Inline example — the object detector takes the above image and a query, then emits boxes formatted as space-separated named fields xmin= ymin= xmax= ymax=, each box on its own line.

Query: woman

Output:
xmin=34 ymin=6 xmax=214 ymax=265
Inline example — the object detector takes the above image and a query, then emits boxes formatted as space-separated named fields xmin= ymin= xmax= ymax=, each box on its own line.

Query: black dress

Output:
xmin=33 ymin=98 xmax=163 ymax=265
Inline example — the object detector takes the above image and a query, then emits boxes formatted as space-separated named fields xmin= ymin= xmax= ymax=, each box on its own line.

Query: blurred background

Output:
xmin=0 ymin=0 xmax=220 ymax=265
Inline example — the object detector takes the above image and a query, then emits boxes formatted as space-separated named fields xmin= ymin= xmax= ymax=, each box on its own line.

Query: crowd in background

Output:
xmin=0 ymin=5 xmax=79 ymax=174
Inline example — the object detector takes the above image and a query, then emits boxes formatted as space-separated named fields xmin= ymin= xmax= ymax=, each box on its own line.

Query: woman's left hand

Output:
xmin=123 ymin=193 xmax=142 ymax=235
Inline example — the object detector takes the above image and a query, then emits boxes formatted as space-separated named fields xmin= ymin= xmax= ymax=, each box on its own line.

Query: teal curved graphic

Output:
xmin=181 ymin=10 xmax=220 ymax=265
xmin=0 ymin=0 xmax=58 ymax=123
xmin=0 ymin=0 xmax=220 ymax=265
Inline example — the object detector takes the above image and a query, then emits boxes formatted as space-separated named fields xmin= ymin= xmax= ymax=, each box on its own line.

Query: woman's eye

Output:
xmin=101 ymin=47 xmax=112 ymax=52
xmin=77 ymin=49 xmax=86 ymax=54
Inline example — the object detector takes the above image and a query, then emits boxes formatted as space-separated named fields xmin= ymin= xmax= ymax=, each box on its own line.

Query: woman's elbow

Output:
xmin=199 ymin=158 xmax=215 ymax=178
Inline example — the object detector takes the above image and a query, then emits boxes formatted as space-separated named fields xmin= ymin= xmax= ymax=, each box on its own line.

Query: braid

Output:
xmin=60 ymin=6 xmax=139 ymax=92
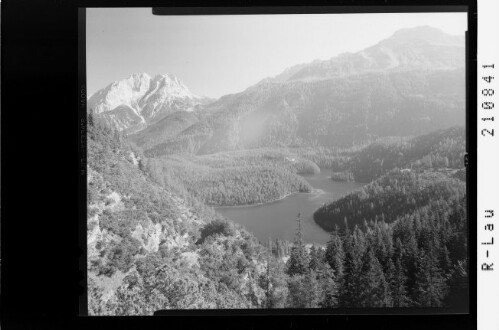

--

Rewrite all the entries above as a JSON list of strings, with one string per line and blank lines omitted. Leave the pictures out.

[
  "Inline example — the object detector takes the above image and a query, then emits boxes formatted as space-separated named fields xmin= ymin= xmax= ymax=, each box on its own line.",
  "Query: woman",
  "Output:",
  "xmin=34 ymin=6 xmax=214 ymax=265",
  "Inline example — the object detector takes the above image and a query, then emits boxes formatted as space-separated named fields xmin= ymin= xmax= ymax=, each box on its own line.",
  "Query: black dress",
  "Output:",
  "xmin=33 ymin=98 xmax=163 ymax=265",
  "Inline example — the object detector takes the above image and a query, then emits boxes formatted as space-separated named fields xmin= ymin= xmax= ymax=, each box on its own line.",
  "Query: blurred background",
  "Output:",
  "xmin=0 ymin=0 xmax=220 ymax=265",
  "Inline example — the object detector takes the above image and a query, then emits boxes formatted as space-separated named fields xmin= ymin= xmax= ymax=, each box on its own line.",
  "Query: crowd in background",
  "Output:",
  "xmin=0 ymin=5 xmax=79 ymax=174",
  "Inline example — the object detector takes the above image and a query, then emits boxes formatted as space-separated named fields xmin= ymin= xmax= ymax=, each box on its own line.",
  "Query: woman's left hand",
  "Output:",
  "xmin=123 ymin=193 xmax=142 ymax=235",
  "Inline example — the object detector takes the above image and a query, then emits boxes formatted as space-separated named fields xmin= ymin= xmax= ymax=, each box on its own line.",
  "Query: teal curved graphic",
  "Output:",
  "xmin=181 ymin=10 xmax=220 ymax=265",
  "xmin=0 ymin=0 xmax=58 ymax=123",
  "xmin=0 ymin=0 xmax=220 ymax=265",
  "Inline example — the object detector takes the above image and a query, then emits boxes formatted as space-separated named fields xmin= ymin= xmax= ymax=, each box on its own line.",
  "Query: woman's eye",
  "Output:",
  "xmin=101 ymin=47 xmax=112 ymax=52",
  "xmin=77 ymin=49 xmax=86 ymax=54",
  "Inline example — the object detector takes the above image and a query, then emits boxes formatted as space-separated named fields xmin= ymin= xmax= ymax=, each box on its own line.",
  "Query: woman's elbow",
  "Output:",
  "xmin=199 ymin=158 xmax=215 ymax=178",
  "Inline example — the object detector takes the above image and a query, then emits boxes formatted as space-separated named fields xmin= ymin= xmax= ymax=, each box on its own line.",
  "Query: braid",
  "Output:",
  "xmin=60 ymin=6 xmax=139 ymax=92"
]